| Your instructions |
Rewrite the material below as a numbered list, covering only the span from the line with "like x=231 y=370." through the end of the material, both ends included, and omit any blank lines.

+--

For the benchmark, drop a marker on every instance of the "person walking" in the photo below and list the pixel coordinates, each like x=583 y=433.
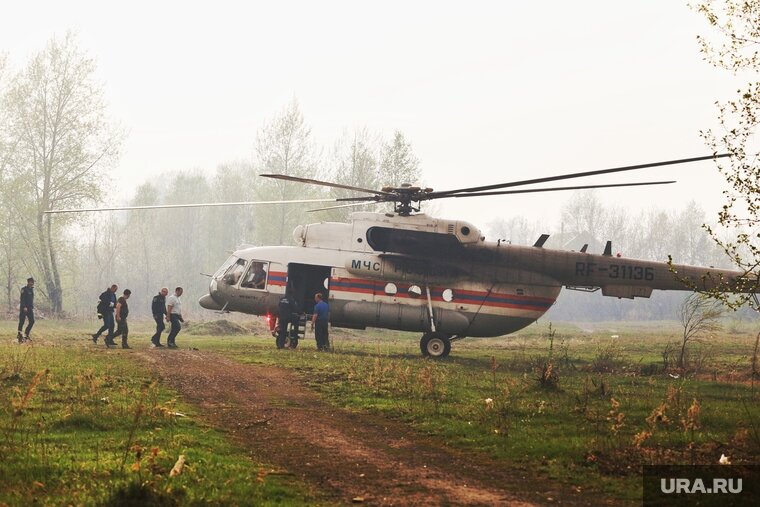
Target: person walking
x=106 y=307
x=26 y=310
x=122 y=310
x=319 y=322
x=174 y=315
x=285 y=310
x=158 y=309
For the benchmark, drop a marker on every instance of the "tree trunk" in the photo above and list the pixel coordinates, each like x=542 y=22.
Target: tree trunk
x=56 y=293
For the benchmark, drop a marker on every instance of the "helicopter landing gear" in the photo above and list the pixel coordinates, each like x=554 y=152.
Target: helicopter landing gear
x=435 y=345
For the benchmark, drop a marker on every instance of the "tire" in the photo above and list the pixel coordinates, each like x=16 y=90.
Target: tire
x=435 y=345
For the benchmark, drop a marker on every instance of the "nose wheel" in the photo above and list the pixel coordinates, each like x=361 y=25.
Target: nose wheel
x=435 y=345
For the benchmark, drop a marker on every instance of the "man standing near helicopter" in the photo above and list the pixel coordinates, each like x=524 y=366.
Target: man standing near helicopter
x=285 y=310
x=319 y=322
x=174 y=315
x=158 y=308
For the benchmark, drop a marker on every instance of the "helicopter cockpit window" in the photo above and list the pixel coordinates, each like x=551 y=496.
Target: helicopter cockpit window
x=256 y=277
x=233 y=274
x=224 y=267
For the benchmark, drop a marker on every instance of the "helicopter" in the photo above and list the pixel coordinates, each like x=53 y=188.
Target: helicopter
x=409 y=271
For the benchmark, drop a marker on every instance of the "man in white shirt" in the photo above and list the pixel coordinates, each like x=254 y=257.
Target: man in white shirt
x=174 y=315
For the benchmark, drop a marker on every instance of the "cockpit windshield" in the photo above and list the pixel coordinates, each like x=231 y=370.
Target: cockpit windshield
x=256 y=277
x=234 y=272
x=223 y=269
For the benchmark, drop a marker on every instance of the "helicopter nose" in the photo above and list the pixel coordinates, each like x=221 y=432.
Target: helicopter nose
x=208 y=303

+--

| Result |
1. For the benchmark, drop a marker on every instance of the "cockpit windshield" in the photo above and list the pixel coordinates, each like x=231 y=370.
2. Target: cockpit windshield
3. x=256 y=277
4. x=234 y=272
5. x=223 y=269
6. For the benchmark, drop a marker on every instance of the "helicopter nose" in the photo above and list the pixel coordinates, each like x=221 y=432.
7. Target: helicopter nose
8. x=208 y=303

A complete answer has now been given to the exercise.